PROBLEMS TO WORK ON:
1 – Reproduce the Mount Whitney passage verbatim from "We had just" up to and including "small cook stove.".
2 – According to the Mount Whitney passage, what is the mountain's height?
3 – Extend the Mount Whitney hiking story past its final line.

PASSAGE SHOWN:
Today’s blog features a story from my NEW book, When God Answers Your Prayers: Inspiring Stories of How God Comes Through in the Nick of Time (Harvest House Publishers) available in bookstores and on amazon.com and christianbook.com on March 1, 2013.

When God Answers Your Prayers 72 dpi

 

 

 

 

 

“It’s now or never,” I muttered as I gazed at the highest point I could see of Mount Whitney, from where I stood below. At 14,497 feet, Whitney is the tallest mountain in the Continental United States and I was going to hike to the top with three women friends, each named Betty, the following day. At age 57 I knew this was my last chance. I couldn’t imagine waiting another year.

We had just come off a week-long trek and campout at 10,000 feet so we were acclimated to a high elevation and had built up our stamina. The night before we booked a room at the Dow Villa Hotel in Lone Pine, California, a small town at the foot of the mountain, home to many western movies from the thirties and forties.

After a meal of pizza and salad at a local café we returned to our room to load our backpacks with the essentials for our journey. Just before collapsing on our cots, we did a final inspection, each one holding up the item and calling out “check.”

Food and small cook stove.

Spare clothes.

Sun hat, sunglasses, and sunscreen.

Tent, poles, camp mattress and sleeping bag.

Hiking sticks.

DATA ENTRIES:
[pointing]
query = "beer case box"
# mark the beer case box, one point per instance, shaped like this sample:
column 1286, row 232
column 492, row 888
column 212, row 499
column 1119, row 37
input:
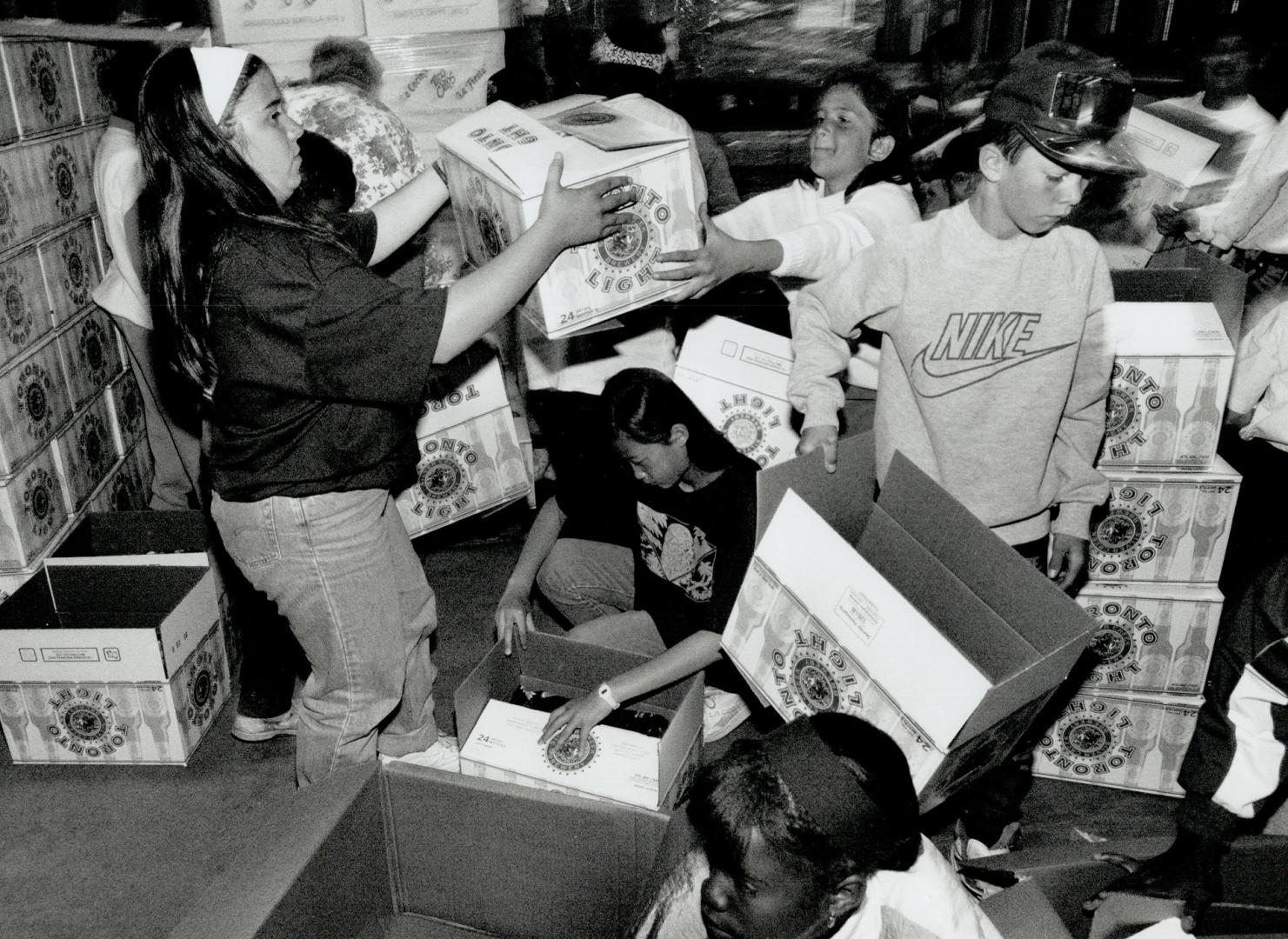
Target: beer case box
column 469, row 455
column 931, row 628
column 1122, row 741
column 1170, row 379
column 112, row 665
column 43, row 85
column 1151, row 638
column 1167, row 526
column 35, row 404
column 90, row 348
column 250, row 21
column 71, row 268
column 23, row 305
column 624, row 767
column 496, row 163
column 84, row 452
column 737, row 376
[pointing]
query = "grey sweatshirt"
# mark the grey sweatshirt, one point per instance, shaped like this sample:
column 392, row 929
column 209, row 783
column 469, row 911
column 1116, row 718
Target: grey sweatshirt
column 995, row 367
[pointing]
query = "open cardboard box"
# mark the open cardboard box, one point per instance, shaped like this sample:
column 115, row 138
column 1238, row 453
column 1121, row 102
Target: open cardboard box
column 934, row 629
column 404, row 852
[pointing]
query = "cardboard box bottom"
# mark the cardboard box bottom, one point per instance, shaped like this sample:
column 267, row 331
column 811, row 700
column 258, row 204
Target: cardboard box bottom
column 111, row 723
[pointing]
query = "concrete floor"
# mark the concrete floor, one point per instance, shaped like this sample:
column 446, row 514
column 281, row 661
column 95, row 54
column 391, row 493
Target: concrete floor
column 118, row 852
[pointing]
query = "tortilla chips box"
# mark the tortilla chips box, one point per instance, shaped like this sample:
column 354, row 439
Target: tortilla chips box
column 737, row 376
column 1171, row 374
column 932, row 628
column 469, row 455
column 496, row 163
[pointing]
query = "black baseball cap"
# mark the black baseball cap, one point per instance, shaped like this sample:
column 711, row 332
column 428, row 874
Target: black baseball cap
column 1071, row 104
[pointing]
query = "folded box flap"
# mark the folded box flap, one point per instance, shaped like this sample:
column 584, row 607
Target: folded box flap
column 1023, row 596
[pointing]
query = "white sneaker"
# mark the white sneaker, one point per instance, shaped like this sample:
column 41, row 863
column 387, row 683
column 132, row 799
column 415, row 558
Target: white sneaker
column 722, row 713
column 444, row 754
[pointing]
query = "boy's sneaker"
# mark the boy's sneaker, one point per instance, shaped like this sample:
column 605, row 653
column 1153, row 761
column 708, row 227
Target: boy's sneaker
column 257, row 729
column 444, row 754
column 967, row 849
column 722, row 713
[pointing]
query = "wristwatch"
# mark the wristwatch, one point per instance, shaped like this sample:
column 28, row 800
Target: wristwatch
column 605, row 695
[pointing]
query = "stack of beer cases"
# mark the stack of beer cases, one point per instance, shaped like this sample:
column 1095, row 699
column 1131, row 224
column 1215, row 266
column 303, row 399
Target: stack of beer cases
column 70, row 412
column 1157, row 549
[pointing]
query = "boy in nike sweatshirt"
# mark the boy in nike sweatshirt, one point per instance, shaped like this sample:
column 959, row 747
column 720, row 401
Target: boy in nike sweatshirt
column 993, row 369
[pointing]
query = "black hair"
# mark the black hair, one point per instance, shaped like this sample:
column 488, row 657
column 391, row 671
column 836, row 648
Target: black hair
column 644, row 404
column 891, row 120
column 195, row 187
column 739, row 794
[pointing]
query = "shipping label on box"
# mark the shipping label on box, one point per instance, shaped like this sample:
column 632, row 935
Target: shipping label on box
column 32, row 511
column 34, row 404
column 1151, row 638
column 1124, row 741
column 91, row 353
column 1164, row 526
column 44, row 90
column 85, row 454
column 250, row 21
column 496, row 163
column 23, row 305
column 118, row 722
column 71, row 268
column 737, row 376
column 617, row 764
column 1171, row 375
column 469, row 455
column 406, row 17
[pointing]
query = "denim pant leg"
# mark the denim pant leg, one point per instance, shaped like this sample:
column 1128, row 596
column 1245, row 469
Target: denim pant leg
column 339, row 569
column 586, row 580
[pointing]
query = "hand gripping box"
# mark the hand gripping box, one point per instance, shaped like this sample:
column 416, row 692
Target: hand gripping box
column 1153, row 638
column 112, row 665
column 1122, row 741
column 498, row 741
column 496, row 163
column 934, row 629
column 1171, row 374
column 737, row 376
column 469, row 455
column 1164, row 526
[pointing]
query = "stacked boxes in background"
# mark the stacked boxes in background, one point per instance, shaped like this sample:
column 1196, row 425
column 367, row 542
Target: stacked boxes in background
column 1157, row 549
column 61, row 449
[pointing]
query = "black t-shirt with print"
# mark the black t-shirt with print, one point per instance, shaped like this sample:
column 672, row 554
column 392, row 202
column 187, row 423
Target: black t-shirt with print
column 693, row 553
column 322, row 365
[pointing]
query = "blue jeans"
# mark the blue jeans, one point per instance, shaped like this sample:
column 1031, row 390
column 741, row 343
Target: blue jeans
column 343, row 572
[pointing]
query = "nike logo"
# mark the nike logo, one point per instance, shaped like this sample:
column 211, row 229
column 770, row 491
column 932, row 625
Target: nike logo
column 931, row 384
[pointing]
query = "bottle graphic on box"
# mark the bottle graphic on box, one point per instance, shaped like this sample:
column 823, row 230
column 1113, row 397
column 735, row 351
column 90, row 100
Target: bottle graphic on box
column 1161, row 430
column 1203, row 419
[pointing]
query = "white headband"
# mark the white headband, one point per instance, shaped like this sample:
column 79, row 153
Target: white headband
column 219, row 69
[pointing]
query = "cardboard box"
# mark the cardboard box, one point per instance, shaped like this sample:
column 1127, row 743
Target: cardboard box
column 407, row 850
column 496, row 163
column 250, row 21
column 84, row 454
column 44, row 90
column 1171, row 376
column 934, row 629
column 23, row 305
column 71, row 268
column 404, row 17
column 1164, row 526
column 1153, row 638
column 1122, row 741
column 34, row 404
column 737, row 376
column 90, row 348
column 469, row 455
column 651, row 775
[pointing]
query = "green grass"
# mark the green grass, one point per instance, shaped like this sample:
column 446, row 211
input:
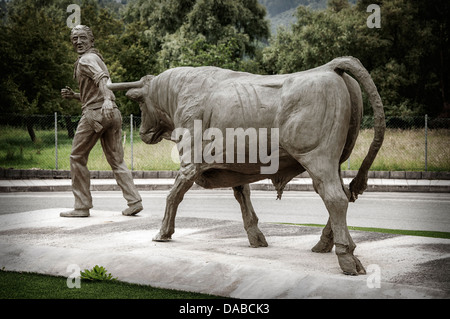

SET OF ANSWERS:
1 –
We had just come off a week-long trek and campout at 10,000 feet so we were acclimated to a high elevation and had built up our stamina. The night before we booked a room at the Dow Villa Hotel in Lone Pine, California, a small town at the foot of the mountain, home to many western movies from the thirties and forties.

After a meal of pizza and salad at a local café we returned to our room to load our backpacks with the essentials for our journey. Just before collapsing on our cots, we did a final inspection, each one holding up the item and calling out “check.”

Food and small cook stove.

2 – 14,497 feet.

3 –
Raingear and gloves. Three ‘checks’ echoed across the room.

Betty S. remained silent as she rummaged through her pack while we waited. Then with a sigh of relief she held up one leg of her waterproof pants. “Check,” she said. “All here.”

I slipped in and out of sleep all night, fear and excitement tumbling through my stomach. The next morning we arose early, showered (the last time for the next three days), ate a quick breakfast, grabbed our gear and set out on this trip we had organized over a year ago. We had not planned for snow, though we had plenty of clothing just in case.

As we looked at the slope below the summit, there it was—snow packed so thick and so hard it had wiped out any sign of the ninety-two-step switchback trail. We had to plunge our poles and booted feet into the deep drifts, one agonizing step at a time until we reached the ridge below the peak.

Two hours later we hit the narrow trail to the summit and took deep breaths. We were hungry and exhausted but also exhilarated. I spotted the small stone hut at the top, a welcome sight. We trekked up to the enclosure and posed in front of it for a photo with a banner we’d prepared ahead of time. “Karen and the three Betties made it to the top of Mount Whitney.”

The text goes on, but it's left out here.